What is needed
Reproduce each record exactly.

Available data
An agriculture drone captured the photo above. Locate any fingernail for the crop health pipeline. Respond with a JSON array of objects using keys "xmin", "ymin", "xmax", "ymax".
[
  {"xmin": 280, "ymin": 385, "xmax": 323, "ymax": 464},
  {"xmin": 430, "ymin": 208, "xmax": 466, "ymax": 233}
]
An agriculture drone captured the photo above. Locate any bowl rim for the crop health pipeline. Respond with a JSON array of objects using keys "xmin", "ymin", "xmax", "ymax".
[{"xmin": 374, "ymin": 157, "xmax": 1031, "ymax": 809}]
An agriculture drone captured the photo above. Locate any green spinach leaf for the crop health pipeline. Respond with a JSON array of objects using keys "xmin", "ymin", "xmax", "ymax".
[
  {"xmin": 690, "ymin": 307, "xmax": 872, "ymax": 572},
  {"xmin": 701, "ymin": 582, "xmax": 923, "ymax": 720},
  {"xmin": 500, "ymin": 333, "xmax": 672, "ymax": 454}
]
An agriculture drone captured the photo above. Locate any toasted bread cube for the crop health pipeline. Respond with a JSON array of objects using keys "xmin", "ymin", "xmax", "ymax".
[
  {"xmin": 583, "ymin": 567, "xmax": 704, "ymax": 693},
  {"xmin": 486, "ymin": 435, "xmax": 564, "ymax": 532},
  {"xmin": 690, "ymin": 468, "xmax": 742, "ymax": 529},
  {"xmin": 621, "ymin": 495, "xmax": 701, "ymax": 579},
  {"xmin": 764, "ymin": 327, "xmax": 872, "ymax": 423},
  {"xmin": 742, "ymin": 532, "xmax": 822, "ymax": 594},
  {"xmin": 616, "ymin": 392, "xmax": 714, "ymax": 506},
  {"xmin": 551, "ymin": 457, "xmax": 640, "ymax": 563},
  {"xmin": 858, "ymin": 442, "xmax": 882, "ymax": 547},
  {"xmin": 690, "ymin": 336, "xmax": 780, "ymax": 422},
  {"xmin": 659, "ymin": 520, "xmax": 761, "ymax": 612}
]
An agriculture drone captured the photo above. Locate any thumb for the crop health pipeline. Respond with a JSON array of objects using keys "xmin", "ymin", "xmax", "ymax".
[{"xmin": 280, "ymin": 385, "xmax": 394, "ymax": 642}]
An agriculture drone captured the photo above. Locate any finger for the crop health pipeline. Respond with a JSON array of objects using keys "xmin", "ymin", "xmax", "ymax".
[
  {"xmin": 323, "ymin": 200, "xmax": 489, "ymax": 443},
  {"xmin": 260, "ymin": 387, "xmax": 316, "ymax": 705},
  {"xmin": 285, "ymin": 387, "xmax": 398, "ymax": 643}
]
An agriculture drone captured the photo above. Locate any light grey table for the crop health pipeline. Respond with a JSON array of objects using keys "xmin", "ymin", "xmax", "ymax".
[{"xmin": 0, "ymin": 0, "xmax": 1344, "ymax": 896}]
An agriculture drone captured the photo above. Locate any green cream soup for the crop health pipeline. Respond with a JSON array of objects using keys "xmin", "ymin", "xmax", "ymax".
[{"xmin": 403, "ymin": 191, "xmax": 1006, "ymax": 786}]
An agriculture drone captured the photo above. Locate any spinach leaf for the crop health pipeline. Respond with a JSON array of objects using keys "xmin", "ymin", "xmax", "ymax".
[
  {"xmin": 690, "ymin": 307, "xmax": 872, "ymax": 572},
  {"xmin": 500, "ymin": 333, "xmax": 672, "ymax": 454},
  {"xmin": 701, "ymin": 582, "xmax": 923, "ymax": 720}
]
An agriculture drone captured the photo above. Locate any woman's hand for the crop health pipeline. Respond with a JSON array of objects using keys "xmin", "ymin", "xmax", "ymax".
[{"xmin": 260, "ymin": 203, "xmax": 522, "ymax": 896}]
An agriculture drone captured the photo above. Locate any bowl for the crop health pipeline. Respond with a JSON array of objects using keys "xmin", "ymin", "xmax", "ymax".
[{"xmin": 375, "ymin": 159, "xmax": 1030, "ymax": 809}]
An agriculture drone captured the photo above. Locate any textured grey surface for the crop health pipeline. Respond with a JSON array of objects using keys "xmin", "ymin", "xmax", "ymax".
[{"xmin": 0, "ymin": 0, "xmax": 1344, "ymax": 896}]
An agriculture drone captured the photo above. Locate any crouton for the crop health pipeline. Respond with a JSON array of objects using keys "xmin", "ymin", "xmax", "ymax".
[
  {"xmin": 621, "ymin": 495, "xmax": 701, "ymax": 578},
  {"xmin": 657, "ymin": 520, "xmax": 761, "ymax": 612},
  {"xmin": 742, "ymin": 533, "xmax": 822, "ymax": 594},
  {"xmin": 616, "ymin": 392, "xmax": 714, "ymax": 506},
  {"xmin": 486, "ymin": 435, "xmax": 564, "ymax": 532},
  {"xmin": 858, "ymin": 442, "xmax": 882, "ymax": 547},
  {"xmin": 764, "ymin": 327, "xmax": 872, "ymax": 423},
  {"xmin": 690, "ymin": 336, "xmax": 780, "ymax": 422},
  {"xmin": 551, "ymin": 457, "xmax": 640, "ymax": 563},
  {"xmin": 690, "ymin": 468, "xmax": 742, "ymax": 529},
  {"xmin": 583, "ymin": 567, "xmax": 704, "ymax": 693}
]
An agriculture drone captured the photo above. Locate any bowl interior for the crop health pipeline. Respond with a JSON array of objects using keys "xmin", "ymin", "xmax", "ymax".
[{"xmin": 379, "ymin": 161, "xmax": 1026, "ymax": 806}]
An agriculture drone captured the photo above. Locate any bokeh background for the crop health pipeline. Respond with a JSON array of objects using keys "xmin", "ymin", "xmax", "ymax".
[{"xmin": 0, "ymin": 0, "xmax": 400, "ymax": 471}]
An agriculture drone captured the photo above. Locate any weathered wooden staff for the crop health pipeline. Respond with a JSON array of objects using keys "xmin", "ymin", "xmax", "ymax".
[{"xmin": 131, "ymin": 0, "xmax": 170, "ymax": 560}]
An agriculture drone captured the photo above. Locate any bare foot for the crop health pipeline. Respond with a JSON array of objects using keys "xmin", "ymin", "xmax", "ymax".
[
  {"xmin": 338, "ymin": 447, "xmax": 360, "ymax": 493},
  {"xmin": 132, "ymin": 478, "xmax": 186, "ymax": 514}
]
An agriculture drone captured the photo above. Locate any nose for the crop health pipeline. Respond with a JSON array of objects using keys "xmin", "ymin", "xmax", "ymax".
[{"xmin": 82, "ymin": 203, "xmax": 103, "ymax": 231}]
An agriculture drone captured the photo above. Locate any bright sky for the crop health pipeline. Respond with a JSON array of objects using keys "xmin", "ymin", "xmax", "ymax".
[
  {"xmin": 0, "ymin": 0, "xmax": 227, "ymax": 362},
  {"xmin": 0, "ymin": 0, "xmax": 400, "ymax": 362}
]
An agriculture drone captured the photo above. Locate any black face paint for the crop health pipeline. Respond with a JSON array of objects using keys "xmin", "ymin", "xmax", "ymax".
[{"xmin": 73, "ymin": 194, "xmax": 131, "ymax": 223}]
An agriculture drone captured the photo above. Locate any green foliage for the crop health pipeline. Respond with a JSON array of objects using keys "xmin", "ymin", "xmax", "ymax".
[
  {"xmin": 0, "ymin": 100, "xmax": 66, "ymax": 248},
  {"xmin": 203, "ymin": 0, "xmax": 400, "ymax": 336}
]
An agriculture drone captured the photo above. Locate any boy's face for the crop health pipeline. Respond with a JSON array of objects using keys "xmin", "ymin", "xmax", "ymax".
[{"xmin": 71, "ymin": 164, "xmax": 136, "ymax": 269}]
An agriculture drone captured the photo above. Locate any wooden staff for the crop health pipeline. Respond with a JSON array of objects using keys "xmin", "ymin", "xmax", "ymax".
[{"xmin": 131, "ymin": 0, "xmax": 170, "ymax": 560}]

Complete output
An agriculture drone captured the photo above. Locate any fingernail for the crop health pipeline. Respond with a JSON array of objects using keys "xmin", "ymin", "xmax", "ymax".
[
  {"xmin": 280, "ymin": 385, "xmax": 323, "ymax": 464},
  {"xmin": 430, "ymin": 208, "xmax": 466, "ymax": 233}
]
An agriculture drone captured the photo above. Locate any bowl rim for the crop health pipeline. Respond with a JSON array of objects using keys "xmin", "ymin", "xmax", "ymax".
[{"xmin": 374, "ymin": 157, "xmax": 1031, "ymax": 809}]
An agriculture drone captured the photo above. Locate any green spinach leaf for the crop health pipeline. Respond with a JSON array of objects using keys "xmin", "ymin", "xmax", "ymax".
[
  {"xmin": 690, "ymin": 307, "xmax": 872, "ymax": 572},
  {"xmin": 701, "ymin": 582, "xmax": 923, "ymax": 720},
  {"xmin": 500, "ymin": 333, "xmax": 672, "ymax": 454}
]
An agriculture drone captured the photo above. Locate any toasted bread cube for the crop health pipeline. Respond with a JSON array of objects using keys "xmin", "ymin", "xmax", "ymax".
[
  {"xmin": 583, "ymin": 567, "xmax": 704, "ymax": 693},
  {"xmin": 486, "ymin": 435, "xmax": 564, "ymax": 532},
  {"xmin": 690, "ymin": 468, "xmax": 742, "ymax": 529},
  {"xmin": 621, "ymin": 495, "xmax": 701, "ymax": 579},
  {"xmin": 764, "ymin": 327, "xmax": 872, "ymax": 423},
  {"xmin": 742, "ymin": 532, "xmax": 822, "ymax": 594},
  {"xmin": 616, "ymin": 392, "xmax": 714, "ymax": 506},
  {"xmin": 551, "ymin": 457, "xmax": 640, "ymax": 563},
  {"xmin": 858, "ymin": 442, "xmax": 882, "ymax": 547},
  {"xmin": 690, "ymin": 336, "xmax": 780, "ymax": 422},
  {"xmin": 659, "ymin": 520, "xmax": 761, "ymax": 612}
]
An agriculture drone captured the photo above. Locate any thumb for the crop health pipeline. Respond with a JSON array of objects using keys "xmin", "ymin", "xmax", "ymax".
[{"xmin": 280, "ymin": 385, "xmax": 394, "ymax": 642}]
An agriculture drone captured the photo above. Locate any finger for the crop health pipeline. Respond with a JSON array of objects using keys "xmin", "ymin", "xmax", "ymax".
[
  {"xmin": 323, "ymin": 200, "xmax": 489, "ymax": 443},
  {"xmin": 260, "ymin": 387, "xmax": 316, "ymax": 705},
  {"xmin": 285, "ymin": 387, "xmax": 398, "ymax": 643}
]
An agriculture drone captured the photo above. Locate any light grey table for the crop health pipeline. Respond with a JSON array of objects using keys "xmin", "ymin", "xmax", "ymax".
[{"xmin": 0, "ymin": 0, "xmax": 1344, "ymax": 896}]
An agriculture drone captured the photo above. Locate any green cream soup for the crop health pipeline. Respond with a JSON array of objects using keys "xmin", "ymin", "xmax", "ymax".
[{"xmin": 403, "ymin": 191, "xmax": 1006, "ymax": 786}]
An agriculture drone captured the photo above. Locate any spinach leaf for the crop health pipeline. Respond with a JSON array of objects using keys "xmin", "ymin", "xmax", "ymax".
[
  {"xmin": 690, "ymin": 307, "xmax": 872, "ymax": 572},
  {"xmin": 500, "ymin": 333, "xmax": 672, "ymax": 454},
  {"xmin": 701, "ymin": 582, "xmax": 923, "ymax": 720}
]
An agriculture drone captured the photo above. Locate any woman's hand for the crop health pipeline. Respond with a JSON array of objects using keys "xmin", "ymin", "xmax", "ymax".
[{"xmin": 260, "ymin": 203, "xmax": 522, "ymax": 896}]
An agriculture drone captured the photo above. Locate any bowl for the crop health pipeline. Respond with a JSON array of objects using keys "xmin", "ymin", "xmax", "ymax".
[{"xmin": 375, "ymin": 159, "xmax": 1030, "ymax": 809}]
An agriculture drone captured the photo above. Locate any textured grey surface for the crop health pipeline. Respond with a JSON array of objects using keys "xmin", "ymin", "xmax", "ymax".
[{"xmin": 0, "ymin": 0, "xmax": 1344, "ymax": 896}]
An agriculture drone captured the photo above. Locate any crouton for the crop health pipeline. Respond with a JSON array of objects using keys "xmin", "ymin", "xmax", "ymax".
[
  {"xmin": 621, "ymin": 495, "xmax": 701, "ymax": 578},
  {"xmin": 657, "ymin": 520, "xmax": 761, "ymax": 612},
  {"xmin": 742, "ymin": 533, "xmax": 822, "ymax": 594},
  {"xmin": 616, "ymin": 392, "xmax": 714, "ymax": 506},
  {"xmin": 486, "ymin": 435, "xmax": 564, "ymax": 532},
  {"xmin": 858, "ymin": 442, "xmax": 882, "ymax": 547},
  {"xmin": 764, "ymin": 327, "xmax": 872, "ymax": 423},
  {"xmin": 690, "ymin": 336, "xmax": 780, "ymax": 422},
  {"xmin": 551, "ymin": 457, "xmax": 640, "ymax": 563},
  {"xmin": 690, "ymin": 468, "xmax": 742, "ymax": 529},
  {"xmin": 583, "ymin": 567, "xmax": 704, "ymax": 693}
]
An agriculture drone captured the photo above. Locate any bowl interior for the crop health pipeline. Respond with a JSON array of objects using keys "xmin", "ymin", "xmax", "ymax".
[{"xmin": 379, "ymin": 161, "xmax": 1026, "ymax": 806}]
An agriculture drone captured the photo above. Locate any bokeh background for the crop health pipeline. Respond with a JSON array of objects using keys "xmin", "ymin", "xmax", "ymax".
[{"xmin": 0, "ymin": 0, "xmax": 400, "ymax": 471}]
An agriculture drone captured the photo above. Locate any weathered wooden staff for the crop health pipeline. Respond with a JSON array of objects using keys "xmin", "ymin", "xmax", "ymax".
[{"xmin": 131, "ymin": 0, "xmax": 170, "ymax": 560}]
An agriculture drone captured the photo above. Locate any bare foot for the crop health pipeline. Respond with a JSON array of objects using keys "xmin", "ymin", "xmax", "ymax".
[
  {"xmin": 338, "ymin": 447, "xmax": 360, "ymax": 493},
  {"xmin": 132, "ymin": 478, "xmax": 186, "ymax": 514}
]
An agriculture drone captured the photo above. Locate any nose for the crop health pipeline. Respond with a JSON array of objects using keys "xmin", "ymin", "xmax", "ymax".
[{"xmin": 82, "ymin": 203, "xmax": 103, "ymax": 231}]
An agriculture drone captured the photo above. Locate any bright sky for the crop health pipeline. Respond with a JSON array of objects using keys "xmin", "ymin", "xmax", "ymax".
[
  {"xmin": 0, "ymin": 0, "xmax": 227, "ymax": 362},
  {"xmin": 0, "ymin": 0, "xmax": 400, "ymax": 362}
]
An agriculture drone captured the photo above. Locate any black face paint for the crop health pipeline. Respond with a JSON array of objects using keys "xmin", "ymin", "xmax", "ymax".
[{"xmin": 73, "ymin": 194, "xmax": 131, "ymax": 223}]
An agriculture drone captured the photo above. Locate any green foliage for the crop health pipeline. Respond with a JSON array of objects using keys "xmin", "ymin", "xmax", "ymax".
[
  {"xmin": 0, "ymin": 100, "xmax": 66, "ymax": 248},
  {"xmin": 203, "ymin": 0, "xmax": 400, "ymax": 336}
]
An agriculture drone captured the photo above. Locate any boy's face for the crop health pipeline. Respond with a JSON array of objects using keys "xmin", "ymin", "xmax", "ymax".
[{"xmin": 71, "ymin": 164, "xmax": 136, "ymax": 269}]
An agriculture drone captured the photo above. Locate any wooden staff for the crop health pipeline. Respond with a JSON array of objects using keys "xmin", "ymin", "xmax", "ymax".
[{"xmin": 131, "ymin": 0, "xmax": 170, "ymax": 560}]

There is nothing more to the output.